====== Pasaje proporcionado ======

Esta fiesta también me lleva a pensar en la soledad del sagrario, en la soledad que te quedas ahí día y noche, y que estás ahí para amarme, que me esperas, que quieres que te cuente mi vida, que quieres que te cuente todo lo que me preocupa, que estás esperando que me acerque, que te sonría, que te diga algo. ¡Cuántos ratos de soledad y cuánto, Jesús, estoy en mí misma sin darme cuenta de que estás ahí y que estás conmigo! Quiero decirte, con todo mi amor… y quiero escuchar de ti todo lo que quieres darme. Siento que me dices: “Toma mi alma, que te quiero santificar, que quiero que lo que hagas tenga vida, sea santo, sea mío. Toma mi cuerpo, mis llagas, mi corazón, mi costado, mi lanzada, tómala; quiero salvarte de tus peligros, de tus dudas, de tu falta de fe. Toma mi sangre porque te quiero embriagar, te quiero dar esa fuerza que no tienes, te quiero dar esa vida que no tienes. Toma mi agua de mi costado, porque quiero lavarte todo eso que tú sabes y que Yo sé, que sólo lo puedo lavar y que sólo lo puedo purificar con el agua de mi amor. Toma mi Pasión para cuando estés mal, cuando te sientas sola sufriendo, para que te sientas confortada”. Sí, Jesús, gracias, gracias… Yo te digo: “Oh, buen Jesús, óyeme. Dentro de tus llagas, escóndeme. Y no permitas que me aparte de ti. De los malos momentos, de los que no son tuyos, defiéndeme. Y en la hora de mi muerte, llámame y mándame ir a ti, para que con tus santos te alabe por los siglos de los siglos”.

====== Datos extraídos ======

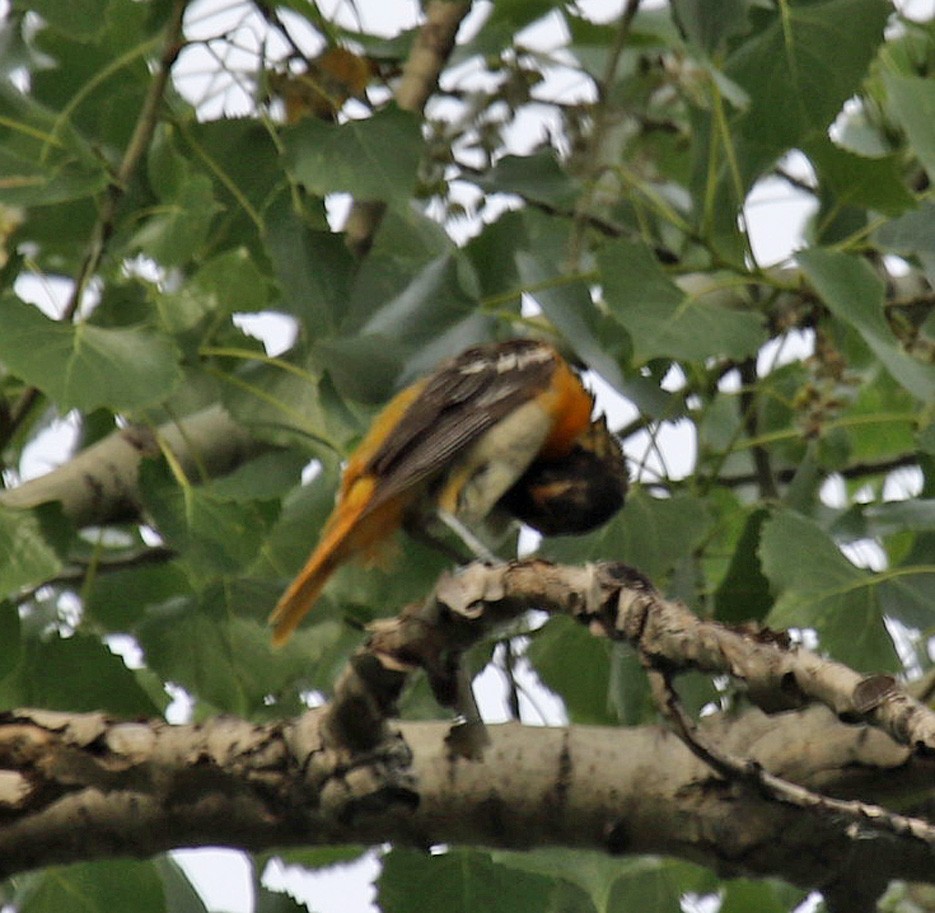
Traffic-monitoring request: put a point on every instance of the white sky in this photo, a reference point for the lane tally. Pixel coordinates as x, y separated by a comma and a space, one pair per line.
775, 216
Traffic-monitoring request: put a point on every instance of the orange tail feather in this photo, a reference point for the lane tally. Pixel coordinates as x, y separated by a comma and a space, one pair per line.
352, 530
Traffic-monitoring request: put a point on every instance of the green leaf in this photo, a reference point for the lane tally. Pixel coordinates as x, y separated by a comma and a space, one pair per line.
710, 25
313, 269
536, 178
558, 652
180, 893
372, 159
77, 674
459, 881
118, 600
913, 233
281, 405
817, 587
440, 299
742, 896
82, 19
804, 87
568, 305
645, 884
912, 102
25, 556
10, 643
663, 321
94, 887
180, 226
855, 294
856, 180
83, 366
42, 161
214, 534
744, 594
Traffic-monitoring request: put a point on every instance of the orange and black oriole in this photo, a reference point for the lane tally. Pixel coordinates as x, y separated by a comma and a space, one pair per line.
503, 426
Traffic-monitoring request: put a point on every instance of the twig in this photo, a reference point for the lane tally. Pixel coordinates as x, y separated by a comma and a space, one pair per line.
601, 122
157, 555
859, 815
428, 55
750, 418
616, 601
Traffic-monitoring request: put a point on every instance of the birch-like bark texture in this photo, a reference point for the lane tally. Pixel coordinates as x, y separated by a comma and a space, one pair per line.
101, 484
78, 787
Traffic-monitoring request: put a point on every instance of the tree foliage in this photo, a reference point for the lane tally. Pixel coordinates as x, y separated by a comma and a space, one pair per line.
170, 169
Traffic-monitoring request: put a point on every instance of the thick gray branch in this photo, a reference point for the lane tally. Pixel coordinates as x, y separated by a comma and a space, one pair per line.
83, 787
99, 485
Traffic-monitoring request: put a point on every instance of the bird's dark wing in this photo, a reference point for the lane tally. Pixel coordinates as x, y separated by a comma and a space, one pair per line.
463, 399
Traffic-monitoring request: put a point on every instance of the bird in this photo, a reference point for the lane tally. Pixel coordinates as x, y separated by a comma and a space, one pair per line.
456, 444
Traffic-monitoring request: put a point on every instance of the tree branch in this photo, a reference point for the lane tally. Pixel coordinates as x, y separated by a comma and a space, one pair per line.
104, 226
430, 52
148, 787
99, 485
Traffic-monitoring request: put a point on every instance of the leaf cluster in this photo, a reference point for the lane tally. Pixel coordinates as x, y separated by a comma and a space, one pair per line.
800, 487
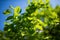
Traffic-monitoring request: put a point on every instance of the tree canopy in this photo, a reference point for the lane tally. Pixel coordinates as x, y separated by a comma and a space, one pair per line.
39, 22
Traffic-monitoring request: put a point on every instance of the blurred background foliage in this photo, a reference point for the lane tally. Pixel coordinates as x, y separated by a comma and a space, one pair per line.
39, 22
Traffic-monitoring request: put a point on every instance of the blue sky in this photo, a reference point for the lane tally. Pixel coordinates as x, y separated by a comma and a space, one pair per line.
4, 4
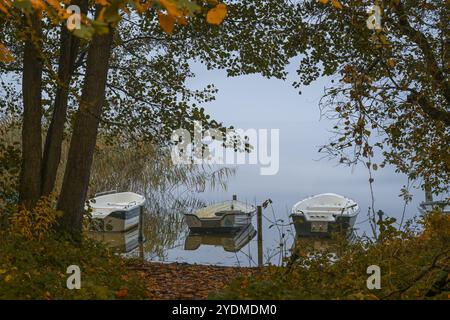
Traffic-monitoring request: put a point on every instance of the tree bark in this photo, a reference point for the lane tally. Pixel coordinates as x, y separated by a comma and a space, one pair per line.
30, 177
78, 168
53, 142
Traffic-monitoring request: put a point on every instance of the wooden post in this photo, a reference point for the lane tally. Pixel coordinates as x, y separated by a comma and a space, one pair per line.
141, 224
428, 192
259, 226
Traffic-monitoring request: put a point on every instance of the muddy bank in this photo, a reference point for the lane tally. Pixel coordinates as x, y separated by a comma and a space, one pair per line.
186, 281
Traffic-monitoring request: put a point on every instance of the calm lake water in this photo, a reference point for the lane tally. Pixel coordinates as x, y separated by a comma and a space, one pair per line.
253, 102
168, 238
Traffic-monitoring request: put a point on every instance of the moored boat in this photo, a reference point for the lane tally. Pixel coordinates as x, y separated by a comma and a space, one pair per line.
115, 212
227, 216
323, 214
231, 242
121, 241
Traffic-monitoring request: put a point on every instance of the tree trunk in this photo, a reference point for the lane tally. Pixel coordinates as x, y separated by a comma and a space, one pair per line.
30, 177
53, 142
78, 168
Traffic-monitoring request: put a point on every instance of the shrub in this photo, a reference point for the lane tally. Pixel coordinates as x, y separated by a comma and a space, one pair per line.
414, 263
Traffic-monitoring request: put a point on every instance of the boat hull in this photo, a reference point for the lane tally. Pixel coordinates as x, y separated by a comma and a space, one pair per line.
228, 223
118, 221
230, 242
121, 241
322, 229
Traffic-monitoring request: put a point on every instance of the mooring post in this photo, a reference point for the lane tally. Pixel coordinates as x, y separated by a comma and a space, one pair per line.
259, 226
141, 224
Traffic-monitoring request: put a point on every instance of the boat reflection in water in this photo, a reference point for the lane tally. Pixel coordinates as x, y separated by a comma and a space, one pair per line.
231, 242
123, 242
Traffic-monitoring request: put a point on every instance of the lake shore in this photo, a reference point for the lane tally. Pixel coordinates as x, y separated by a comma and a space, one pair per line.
166, 281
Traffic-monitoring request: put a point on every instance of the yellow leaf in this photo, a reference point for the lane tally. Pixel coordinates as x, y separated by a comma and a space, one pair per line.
38, 5
391, 63
171, 8
336, 4
217, 14
5, 54
103, 3
166, 22
3, 8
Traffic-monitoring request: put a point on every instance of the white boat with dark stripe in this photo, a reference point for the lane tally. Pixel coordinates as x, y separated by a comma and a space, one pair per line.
115, 212
323, 214
227, 216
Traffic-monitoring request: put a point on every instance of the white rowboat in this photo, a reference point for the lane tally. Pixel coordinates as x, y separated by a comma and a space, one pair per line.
116, 212
227, 216
322, 214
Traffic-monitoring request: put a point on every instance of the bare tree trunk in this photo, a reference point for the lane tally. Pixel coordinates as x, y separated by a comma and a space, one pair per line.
30, 178
78, 168
53, 142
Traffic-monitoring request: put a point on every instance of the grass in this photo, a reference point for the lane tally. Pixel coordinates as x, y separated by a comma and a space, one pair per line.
37, 270
414, 264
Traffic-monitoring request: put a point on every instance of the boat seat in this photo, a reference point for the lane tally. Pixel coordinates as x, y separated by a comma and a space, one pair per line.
221, 213
324, 208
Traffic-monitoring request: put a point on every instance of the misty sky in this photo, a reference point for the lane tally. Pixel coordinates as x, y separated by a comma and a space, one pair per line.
256, 102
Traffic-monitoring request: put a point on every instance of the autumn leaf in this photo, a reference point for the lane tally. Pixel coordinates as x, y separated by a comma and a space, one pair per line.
391, 63
336, 4
103, 3
171, 8
38, 5
5, 54
122, 292
166, 22
217, 14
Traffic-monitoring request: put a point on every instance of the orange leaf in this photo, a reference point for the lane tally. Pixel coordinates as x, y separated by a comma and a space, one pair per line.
336, 4
5, 54
166, 22
122, 292
103, 3
217, 14
171, 8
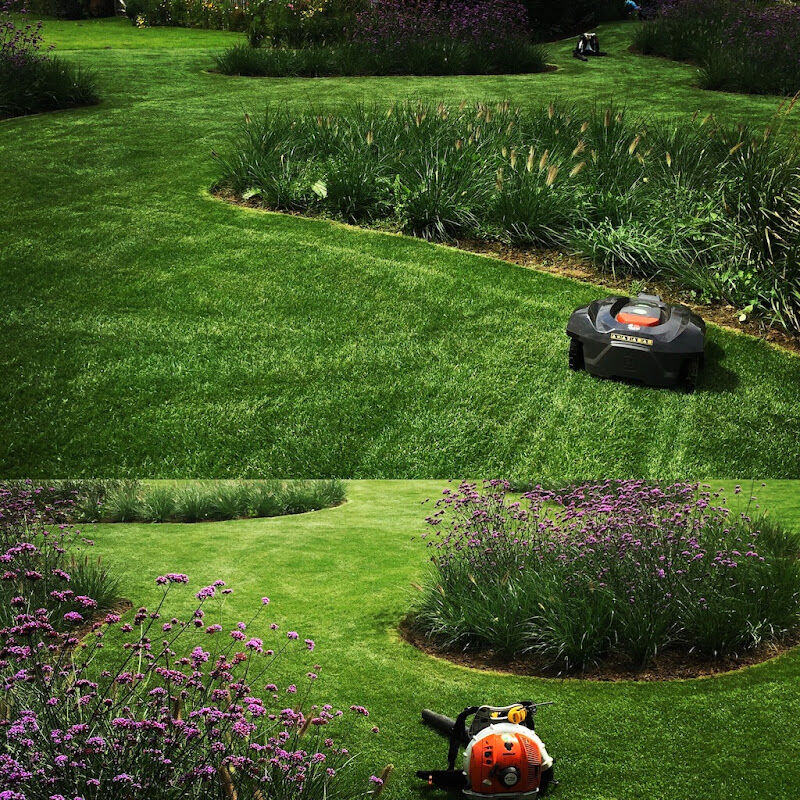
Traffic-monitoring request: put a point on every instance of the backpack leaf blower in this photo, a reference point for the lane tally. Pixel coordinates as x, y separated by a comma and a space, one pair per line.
588, 45
503, 756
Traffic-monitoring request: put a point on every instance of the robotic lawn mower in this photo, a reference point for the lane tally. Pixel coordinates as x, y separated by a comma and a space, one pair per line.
504, 758
639, 339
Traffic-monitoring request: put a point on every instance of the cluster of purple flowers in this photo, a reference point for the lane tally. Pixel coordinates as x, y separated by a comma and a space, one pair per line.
743, 46
485, 23
624, 565
19, 43
95, 705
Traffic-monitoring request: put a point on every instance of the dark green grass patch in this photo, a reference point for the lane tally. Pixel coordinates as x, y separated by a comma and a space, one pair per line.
132, 501
343, 577
738, 47
610, 572
417, 58
714, 208
44, 84
149, 329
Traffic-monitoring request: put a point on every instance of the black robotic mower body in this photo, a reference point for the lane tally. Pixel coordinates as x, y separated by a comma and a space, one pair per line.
640, 339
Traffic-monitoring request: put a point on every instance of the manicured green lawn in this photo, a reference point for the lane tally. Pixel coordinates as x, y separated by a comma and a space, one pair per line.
343, 577
152, 330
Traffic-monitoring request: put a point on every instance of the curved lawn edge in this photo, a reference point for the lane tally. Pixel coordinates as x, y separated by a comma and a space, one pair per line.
363, 659
564, 266
548, 70
667, 668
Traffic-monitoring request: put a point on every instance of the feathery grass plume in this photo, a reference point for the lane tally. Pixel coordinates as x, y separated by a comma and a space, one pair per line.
636, 569
226, 780
576, 169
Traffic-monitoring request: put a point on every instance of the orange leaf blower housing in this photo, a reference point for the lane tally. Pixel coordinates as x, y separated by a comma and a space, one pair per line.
504, 760
503, 756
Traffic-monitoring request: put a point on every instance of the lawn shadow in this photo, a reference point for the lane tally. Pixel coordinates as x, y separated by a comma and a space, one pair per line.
715, 377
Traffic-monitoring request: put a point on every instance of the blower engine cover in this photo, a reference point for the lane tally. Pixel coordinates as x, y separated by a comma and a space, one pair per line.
641, 339
505, 760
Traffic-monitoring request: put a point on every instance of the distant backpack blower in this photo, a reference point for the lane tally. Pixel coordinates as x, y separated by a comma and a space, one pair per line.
504, 758
588, 45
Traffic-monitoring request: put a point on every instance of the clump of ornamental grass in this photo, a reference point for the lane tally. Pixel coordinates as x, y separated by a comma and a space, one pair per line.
348, 58
160, 713
623, 570
394, 37
44, 558
133, 501
712, 208
738, 46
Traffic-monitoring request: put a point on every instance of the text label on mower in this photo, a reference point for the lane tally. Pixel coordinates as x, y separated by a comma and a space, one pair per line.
624, 337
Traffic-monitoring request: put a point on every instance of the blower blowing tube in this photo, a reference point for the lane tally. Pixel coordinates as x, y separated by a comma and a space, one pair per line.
438, 722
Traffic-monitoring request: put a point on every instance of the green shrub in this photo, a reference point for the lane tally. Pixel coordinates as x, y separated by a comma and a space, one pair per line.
131, 501
43, 84
713, 209
417, 58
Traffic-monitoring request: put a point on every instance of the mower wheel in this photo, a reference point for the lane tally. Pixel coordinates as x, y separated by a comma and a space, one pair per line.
691, 373
575, 355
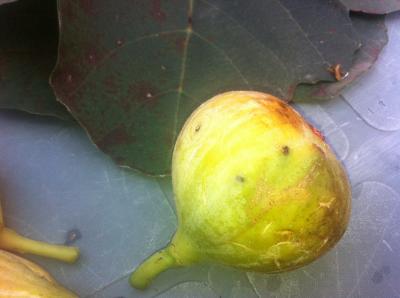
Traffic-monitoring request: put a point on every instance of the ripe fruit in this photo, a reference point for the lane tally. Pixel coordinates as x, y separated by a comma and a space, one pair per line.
256, 188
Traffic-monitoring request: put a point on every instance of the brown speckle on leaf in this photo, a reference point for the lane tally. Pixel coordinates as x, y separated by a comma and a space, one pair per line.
180, 44
143, 92
156, 11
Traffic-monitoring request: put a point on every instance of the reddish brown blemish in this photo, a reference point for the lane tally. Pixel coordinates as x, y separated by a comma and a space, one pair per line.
336, 70
317, 132
143, 92
156, 11
180, 44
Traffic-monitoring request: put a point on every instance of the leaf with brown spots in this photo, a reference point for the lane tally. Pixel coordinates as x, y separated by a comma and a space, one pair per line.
28, 53
139, 68
373, 35
373, 6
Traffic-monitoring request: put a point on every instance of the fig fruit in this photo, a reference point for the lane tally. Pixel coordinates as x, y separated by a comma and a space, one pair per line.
22, 278
256, 188
12, 241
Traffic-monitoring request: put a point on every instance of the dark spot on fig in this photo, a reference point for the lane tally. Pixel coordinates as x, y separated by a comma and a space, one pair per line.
72, 236
240, 179
285, 150
377, 277
317, 132
386, 270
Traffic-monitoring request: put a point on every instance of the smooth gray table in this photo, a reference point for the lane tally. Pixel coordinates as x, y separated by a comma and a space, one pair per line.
54, 181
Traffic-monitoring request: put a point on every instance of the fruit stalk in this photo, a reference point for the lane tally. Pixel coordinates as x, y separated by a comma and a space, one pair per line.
11, 240
153, 266
180, 252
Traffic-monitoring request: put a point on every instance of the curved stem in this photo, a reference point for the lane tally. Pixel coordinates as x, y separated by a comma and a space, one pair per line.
152, 267
10, 240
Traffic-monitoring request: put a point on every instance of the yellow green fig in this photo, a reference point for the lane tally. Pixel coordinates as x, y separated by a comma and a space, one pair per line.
22, 278
256, 188
12, 241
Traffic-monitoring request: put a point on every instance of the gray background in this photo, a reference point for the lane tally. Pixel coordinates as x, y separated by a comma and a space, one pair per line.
54, 181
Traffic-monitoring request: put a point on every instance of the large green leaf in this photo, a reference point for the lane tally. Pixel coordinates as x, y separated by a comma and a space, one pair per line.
373, 35
28, 51
132, 71
373, 6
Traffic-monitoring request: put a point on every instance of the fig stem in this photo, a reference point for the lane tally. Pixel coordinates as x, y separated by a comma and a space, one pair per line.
153, 266
11, 240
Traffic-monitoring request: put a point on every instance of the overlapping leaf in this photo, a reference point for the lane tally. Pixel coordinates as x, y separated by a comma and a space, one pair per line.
373, 6
28, 50
133, 71
373, 35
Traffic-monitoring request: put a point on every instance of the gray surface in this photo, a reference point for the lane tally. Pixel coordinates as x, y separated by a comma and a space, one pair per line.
55, 180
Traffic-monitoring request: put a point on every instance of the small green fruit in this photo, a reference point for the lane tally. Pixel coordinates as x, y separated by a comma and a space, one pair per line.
256, 188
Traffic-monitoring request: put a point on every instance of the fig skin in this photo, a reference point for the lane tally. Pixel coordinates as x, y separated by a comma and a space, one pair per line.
22, 278
256, 188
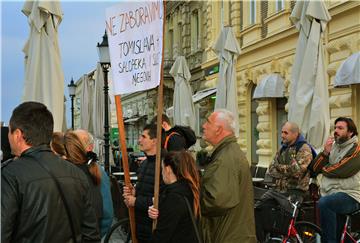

======

> Partes del ejercicio
**1)** Responda estas preguntas sobre el pasaje proporcionado:
(a) ¿En qué lleva a pensar esta fiesta?
(b) ¿Para qué se ofrece la sangre?
(c) ¿Con qué se dice que se puede lavar y purificar?
**2)** ¿Podría reescribir como lista breve el párrafo del pasaje proporcionado que empieza con "Esta fiesta también me lleva", conservando sus datos principales?
**3)** Según el pasaje proporcionado, ¿son ciertas estas afirmaciones? Responda sí o no y cite las palabras que lo deciden.
(a) Jesús ofrece su Pasión para los momentos en que se sufre en soledad.
(b) Se pide ser escondido dentro del corazón de Jesús.
(c) Jesús permanece en el sagrario solo durante el día.

> Respuestas
**1)**
(a) En la soledad del sagrario.
(b) Para embriagar y para dar la fuerza y la vida que no se tienen.
(c) Con el agua de su amor.

**2)**
- La fiesta lleva a pensar en la soledad del sagrario, donde Jesús se queda día y noche esperando que se le hable.
- Se lamentan los ratos en que no se advierte que Jesús está presente.
- Jesús ofrece su alma para santificar.
- Ofrece su cuerpo, sus llagas, su corazón y su costado para salvar de peligros, dudas y falta de fe.
- Ofrece su sangre para dar fuerza y vida.
- Ofrece el agua de su costado para lavar y purificar con su amor.
- Ofrece su Pasión para confortar en el sufrimiento.
- Se responde con una oración: pedir ser escondido en sus llagas, no apartarse de él, ser defendido de los malos momentos y ser llamado en la hora de la muerte para alabarlo con sus santos.

**3)**
(a) Sí: "Toma mi Pasión para cuando estés mal, cuando te sientas sola sufriendo, para que te sientas confortada".
(b) No: "Dentro de tus llagas, escóndeme".
(c) No: "en la soledad que te quedas ahí día y noche".